**Short problem:** Can you express the data below as a JSON list of strings, one string per line, leaving out any blank lines?

**Records in a dataset:**
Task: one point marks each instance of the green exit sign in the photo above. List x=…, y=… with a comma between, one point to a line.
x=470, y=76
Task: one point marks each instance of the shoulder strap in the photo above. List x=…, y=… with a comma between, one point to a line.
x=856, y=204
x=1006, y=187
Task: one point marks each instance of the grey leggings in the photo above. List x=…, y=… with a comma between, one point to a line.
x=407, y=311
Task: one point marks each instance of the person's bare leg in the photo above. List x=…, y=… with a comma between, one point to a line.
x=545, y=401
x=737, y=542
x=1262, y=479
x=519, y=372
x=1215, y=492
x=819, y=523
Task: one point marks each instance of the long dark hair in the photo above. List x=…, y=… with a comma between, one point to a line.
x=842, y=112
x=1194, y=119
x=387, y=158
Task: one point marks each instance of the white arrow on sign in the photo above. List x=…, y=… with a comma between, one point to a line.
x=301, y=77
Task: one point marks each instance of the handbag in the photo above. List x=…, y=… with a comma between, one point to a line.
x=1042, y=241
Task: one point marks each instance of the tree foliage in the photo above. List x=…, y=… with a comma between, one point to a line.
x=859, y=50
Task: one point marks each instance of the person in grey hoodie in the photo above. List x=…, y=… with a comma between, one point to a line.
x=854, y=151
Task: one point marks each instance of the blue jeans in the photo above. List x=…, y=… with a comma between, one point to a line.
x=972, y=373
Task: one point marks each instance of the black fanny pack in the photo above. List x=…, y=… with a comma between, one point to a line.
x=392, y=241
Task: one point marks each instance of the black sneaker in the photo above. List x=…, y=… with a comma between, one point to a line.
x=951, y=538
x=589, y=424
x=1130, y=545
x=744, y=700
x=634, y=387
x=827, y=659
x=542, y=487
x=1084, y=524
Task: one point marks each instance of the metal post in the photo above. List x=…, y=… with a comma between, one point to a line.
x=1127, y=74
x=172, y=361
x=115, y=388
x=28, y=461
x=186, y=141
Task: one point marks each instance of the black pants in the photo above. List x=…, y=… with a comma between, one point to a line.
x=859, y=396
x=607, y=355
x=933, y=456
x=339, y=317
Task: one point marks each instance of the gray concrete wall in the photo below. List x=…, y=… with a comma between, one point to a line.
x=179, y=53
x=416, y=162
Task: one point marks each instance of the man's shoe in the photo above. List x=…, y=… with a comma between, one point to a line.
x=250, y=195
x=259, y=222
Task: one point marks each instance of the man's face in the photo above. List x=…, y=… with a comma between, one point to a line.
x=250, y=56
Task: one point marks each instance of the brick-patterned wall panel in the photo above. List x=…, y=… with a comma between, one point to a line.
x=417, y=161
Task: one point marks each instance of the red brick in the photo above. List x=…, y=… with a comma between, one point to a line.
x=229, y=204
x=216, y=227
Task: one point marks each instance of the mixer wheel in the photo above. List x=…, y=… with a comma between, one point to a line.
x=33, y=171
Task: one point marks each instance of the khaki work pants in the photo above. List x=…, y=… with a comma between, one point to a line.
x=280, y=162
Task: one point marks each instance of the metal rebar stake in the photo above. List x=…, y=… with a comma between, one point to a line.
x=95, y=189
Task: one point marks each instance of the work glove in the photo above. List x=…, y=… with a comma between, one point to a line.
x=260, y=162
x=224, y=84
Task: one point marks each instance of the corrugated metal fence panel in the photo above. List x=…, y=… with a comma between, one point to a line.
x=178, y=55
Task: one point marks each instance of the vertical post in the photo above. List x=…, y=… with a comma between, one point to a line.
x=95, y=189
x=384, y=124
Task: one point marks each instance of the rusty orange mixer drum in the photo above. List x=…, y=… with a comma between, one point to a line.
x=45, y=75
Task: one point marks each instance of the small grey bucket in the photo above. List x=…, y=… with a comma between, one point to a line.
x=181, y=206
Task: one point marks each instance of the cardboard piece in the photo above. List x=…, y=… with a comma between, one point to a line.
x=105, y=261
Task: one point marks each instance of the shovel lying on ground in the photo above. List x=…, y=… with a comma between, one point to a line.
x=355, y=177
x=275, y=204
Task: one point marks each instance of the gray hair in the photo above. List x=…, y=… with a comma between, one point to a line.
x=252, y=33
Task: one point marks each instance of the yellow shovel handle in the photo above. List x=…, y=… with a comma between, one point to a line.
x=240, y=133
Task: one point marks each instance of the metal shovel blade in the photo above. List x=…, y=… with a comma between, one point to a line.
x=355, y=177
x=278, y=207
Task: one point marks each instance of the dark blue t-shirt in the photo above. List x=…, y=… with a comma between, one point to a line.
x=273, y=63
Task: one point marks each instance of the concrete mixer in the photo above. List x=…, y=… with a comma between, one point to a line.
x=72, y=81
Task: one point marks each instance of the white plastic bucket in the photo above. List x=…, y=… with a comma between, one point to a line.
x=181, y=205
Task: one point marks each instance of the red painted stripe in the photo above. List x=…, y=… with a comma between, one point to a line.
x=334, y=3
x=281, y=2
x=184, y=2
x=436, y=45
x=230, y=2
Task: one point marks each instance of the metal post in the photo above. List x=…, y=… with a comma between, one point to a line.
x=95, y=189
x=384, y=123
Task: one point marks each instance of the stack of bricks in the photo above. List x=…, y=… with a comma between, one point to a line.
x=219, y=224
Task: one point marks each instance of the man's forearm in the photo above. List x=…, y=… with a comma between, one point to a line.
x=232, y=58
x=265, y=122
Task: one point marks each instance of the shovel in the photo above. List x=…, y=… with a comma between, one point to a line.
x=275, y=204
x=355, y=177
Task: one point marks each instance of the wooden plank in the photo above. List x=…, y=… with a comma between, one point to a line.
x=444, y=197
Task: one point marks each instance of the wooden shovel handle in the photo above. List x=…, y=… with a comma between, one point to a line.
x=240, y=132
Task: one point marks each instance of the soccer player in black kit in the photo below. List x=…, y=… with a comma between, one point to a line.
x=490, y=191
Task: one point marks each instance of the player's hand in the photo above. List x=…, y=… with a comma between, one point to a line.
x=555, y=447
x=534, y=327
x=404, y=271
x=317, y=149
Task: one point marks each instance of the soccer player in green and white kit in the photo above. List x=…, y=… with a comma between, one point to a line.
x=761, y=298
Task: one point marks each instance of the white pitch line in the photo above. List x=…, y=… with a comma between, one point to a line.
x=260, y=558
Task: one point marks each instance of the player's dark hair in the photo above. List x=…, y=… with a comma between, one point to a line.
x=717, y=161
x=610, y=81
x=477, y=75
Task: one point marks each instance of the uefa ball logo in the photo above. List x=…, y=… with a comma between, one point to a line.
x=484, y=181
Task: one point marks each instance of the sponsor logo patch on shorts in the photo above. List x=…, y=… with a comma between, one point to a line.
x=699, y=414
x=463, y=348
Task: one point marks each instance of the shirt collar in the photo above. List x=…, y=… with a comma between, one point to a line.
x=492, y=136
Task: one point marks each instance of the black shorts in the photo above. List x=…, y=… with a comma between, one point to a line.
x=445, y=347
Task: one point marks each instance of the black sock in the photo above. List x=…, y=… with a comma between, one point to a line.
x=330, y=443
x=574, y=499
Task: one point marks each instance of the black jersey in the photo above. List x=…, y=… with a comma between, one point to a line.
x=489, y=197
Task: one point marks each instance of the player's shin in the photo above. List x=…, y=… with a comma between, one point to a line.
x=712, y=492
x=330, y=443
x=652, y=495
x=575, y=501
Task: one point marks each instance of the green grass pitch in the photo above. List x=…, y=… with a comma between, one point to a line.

**Exercise response:**
[
  "Task: one point marks each instance of the green exit sign in the photo above. List x=…, y=… with a comma between, one point to a line.",
  "x=470, y=76",
  "Task: one point marks each instance of the shoulder strap in the photo above. List x=…, y=… with a comma between, one point to a line.",
  "x=856, y=204",
  "x=1006, y=187",
  "Task: one point marks each instance of the grey leggings in the photo above. List x=…, y=… with a comma between, one point to a line.",
  "x=407, y=311",
  "Task: one point marks each instance of the person's bare leg in the photo above. List x=…, y=… with a comma between, one point to a line.",
  "x=545, y=401",
  "x=737, y=542",
  "x=1262, y=479",
  "x=519, y=372",
  "x=1215, y=492",
  "x=819, y=523",
  "Task: one point marks each instance of the long dark hair in the photo above. List x=…, y=… with a comma between, one point to a line.",
  "x=842, y=112",
  "x=1194, y=119",
  "x=387, y=158",
  "Task: one point marks each instance of the white arrow on sign in the photo above. List x=…, y=… with a comma between, one point to a line.",
  "x=301, y=77",
  "Task: one point marks each instance of the handbag in the photo above. List x=…, y=… with a comma between, one point to a line.",
  "x=1042, y=241",
  "Task: one point marks each instance of the tree foliage in the photo above. List x=…, y=… with a comma between, one point to a line.",
  "x=859, y=50",
  "Task: one point marks each instance of the person in grey hoodie in the photo above. List x=…, y=… with a comma between, one point to a line.",
  "x=854, y=151",
  "Task: one point marks each instance of the blue jeans in the photo above. List x=…, y=… with a comma between, one point to a line.",
  "x=972, y=373",
  "Task: one point marks each instance of the black fanny pack in the photo above. List x=…, y=… with a comma between, one point to a line.",
  "x=392, y=241",
  "Task: one point marks each instance of the black sneaker in the photo above. List x=…, y=… with a comma between, one point to a line.",
  "x=951, y=538",
  "x=589, y=424",
  "x=1130, y=545",
  "x=744, y=700",
  "x=634, y=387",
  "x=827, y=659",
  "x=542, y=487",
  "x=1084, y=524",
  "Task: one point marks each instance of the metal post in the photo above. List x=…, y=… with a comma between, one point to a line.",
  "x=1127, y=74",
  "x=172, y=361",
  "x=115, y=388",
  "x=28, y=461",
  "x=186, y=141",
  "Task: one point marks each instance of the black pants in the photo above. List x=…, y=… with a comma between, one point to a line.",
  "x=859, y=396",
  "x=607, y=355",
  "x=933, y=456",
  "x=339, y=317",
  "Task: one point marks each instance of the gray concrete wall in the photo below. List x=…, y=… with a comma between, one point to a line.",
  "x=179, y=53",
  "x=416, y=162",
  "Task: one point marks each instance of the man's shoe in the photo above. List x=…, y=… with a comma between, one point to a line.",
  "x=250, y=195",
  "x=259, y=222",
  "Task: one point marks each instance of the man's face in the photo above. List x=…, y=… with a comma between, one point to a line.",
  "x=250, y=56",
  "Task: one point marks each instance of the brick-patterned wall panel in the photo above. List x=…, y=… with a comma between, one point to a line.",
  "x=417, y=161",
  "Task: one point marks each instance of the red brick in the photo above. List x=…, y=… with a comma between, one point to a line.",
  "x=229, y=204",
  "x=216, y=227",
  "Task: one point marks each instance of the mixer wheel in the photo above. List x=…, y=… with a comma between, one point to a line.",
  "x=33, y=171",
  "Task: one point marks each instance of the khaki work pants in the photo above. List x=…, y=… with a comma between, one point to a line.",
  "x=280, y=162",
  "Task: one point marks each instance of the metal rebar stake in the photo above. List x=…, y=… with a comma between, one point to a line.",
  "x=95, y=189",
  "Task: one point marks each instance of the work glove in the photo above. List x=…, y=… with a comma between, one point to a line.",
  "x=260, y=162",
  "x=224, y=84",
  "Task: one point marks each instance of the corrugated metal fence panel in the photo above. List x=…, y=… with a comma between, one point to a line.",
  "x=178, y=55",
  "Task: one point marks each instance of the vertical post in the photo above. List x=…, y=… with a comma between, one point to a line.",
  "x=95, y=189",
  "x=384, y=124",
  "Task: one point marks each instance of the rusty orange mixer drum in the photo above. List x=…, y=… with a comma between, one point to a line.",
  "x=45, y=75",
  "Task: one point marks each instance of the small grey bucket in the photo above. List x=…, y=… with a comma between, one point to a line.",
  "x=181, y=206",
  "Task: one point marks each instance of the cardboard piece in the photo above. List x=…, y=… with a comma between, one point to a line.",
  "x=105, y=261",
  "Task: one point marks each instance of the shovel lying on ground in the photo above. List x=…, y=… with a comma between, one point to a line.",
  "x=355, y=177",
  "x=275, y=204",
  "Task: one point marks each instance of the gray hair in the photo above. List x=…, y=… with a comma between, one point to a line.",
  "x=252, y=33",
  "Task: one point marks each instance of the yellow shovel handle in the photo above. List x=…, y=… with a comma between, one point to a line.",
  "x=240, y=133",
  "Task: one point marks each instance of the metal shovel blade in the photo above. List x=…, y=… with a comma between, one point to a line.",
  "x=355, y=177",
  "x=278, y=207",
  "Task: one point marks each instance of the dark blue t-shirt in the photo above. List x=…, y=… with a comma between, one point to a line.",
  "x=273, y=63",
  "Task: one point marks each instance of the concrete mixer in the photo above. List x=…, y=… with a comma between, one point to a line.",
  "x=72, y=81",
  "Task: one point marks each instance of the white plastic bucket in the photo above. List x=…, y=… with a comma between, one point to a line.",
  "x=181, y=205",
  "Task: one point marks each instance of the red painted stripe in the photo above. List x=…, y=… with a comma between, one point to a line.",
  "x=334, y=3",
  "x=281, y=2",
  "x=184, y=2",
  "x=436, y=45",
  "x=230, y=2",
  "Task: one point marks each instance of the metal post in the photo above. List x=…, y=… with a comma between, one point to a line.",
  "x=95, y=189",
  "x=384, y=123",
  "Task: one point marks each instance of the stack of bricks in the photo above. List x=…, y=… with a comma between, one point to a line.",
  "x=219, y=224",
  "Task: one point marks each instance of the man's forearm in the photo above. List x=…, y=… with a comma between, one point to a line.",
  "x=232, y=58",
  "x=265, y=122",
  "Task: one point marks each instance of the shovel in the photo above. List x=…, y=… with a comma between, one point to a line.",
  "x=275, y=204",
  "x=355, y=177",
  "Task: one point marks each instance of the wooden plank in the photo above. List x=…, y=… with a comma between, one point to a line.",
  "x=444, y=197",
  "Task: one point marks each instance of the wooden shovel handle in the photo above. List x=…, y=… with a comma between, one point to a line.",
  "x=240, y=132",
  "Task: one point marks each instance of the soccer player in black kit in the photo below. List x=…, y=… with a comma between, one point to a line.",
  "x=490, y=191",
  "Task: one point marks each instance of the player's hand in the photo above. List x=…, y=… with a comma between, one point to a line.",
  "x=555, y=447",
  "x=534, y=327",
  "x=404, y=271",
  "x=317, y=149",
  "Task: one point marks each instance of the soccer player in green and white kit in the photo above. List x=…, y=… with a comma between, one point to a line.",
  "x=761, y=298",
  "Task: one point marks each instance of the white pitch line in the photo above. List x=…, y=… with a comma between, one point to a line.",
  "x=260, y=558",
  "Task: one point marks each instance of the player's dark hair in the photo above. List x=…, y=… with a comma between, one point to a line.",
  "x=717, y=161",
  "x=610, y=81",
  "x=477, y=75",
  "Task: one point marks each instance of the uefa ball logo in the photo above. List x=…, y=… with a comma between, one point to a line.",
  "x=484, y=181",
  "Task: one point marks each instance of the sponsor logo patch on shorts in the photo above. List x=…, y=… with a comma between, one point to a line.",
  "x=699, y=414",
  "x=463, y=348",
  "Task: one point marks each instance of the shirt collar in the photo above. List x=…, y=… with a comma between, one point to a line.",
  "x=492, y=136",
  "Task: one point marks each instance of the black shorts in the photo above. List x=…, y=… with a comma between, one point to a line.",
  "x=445, y=347",
  "Task: one point marks each instance of the black sock in the photo above. List x=…, y=… with a comma between, one point to a line.",
  "x=330, y=443",
  "x=574, y=499",
  "Task: one point marks each instance of the black jersey in the photo above. List x=…, y=… with a comma between, one point to a line.",
  "x=489, y=197",
  "Task: one point marks each instance of the player's shin in the photo above. List x=…, y=… with a comma between, one point to a line.",
  "x=712, y=492",
  "x=330, y=443",
  "x=652, y=495",
  "x=575, y=501",
  "Task: one point marks each instance of the green grass pitch in the photo above. List x=…, y=… with a comma between, one point to a line."
]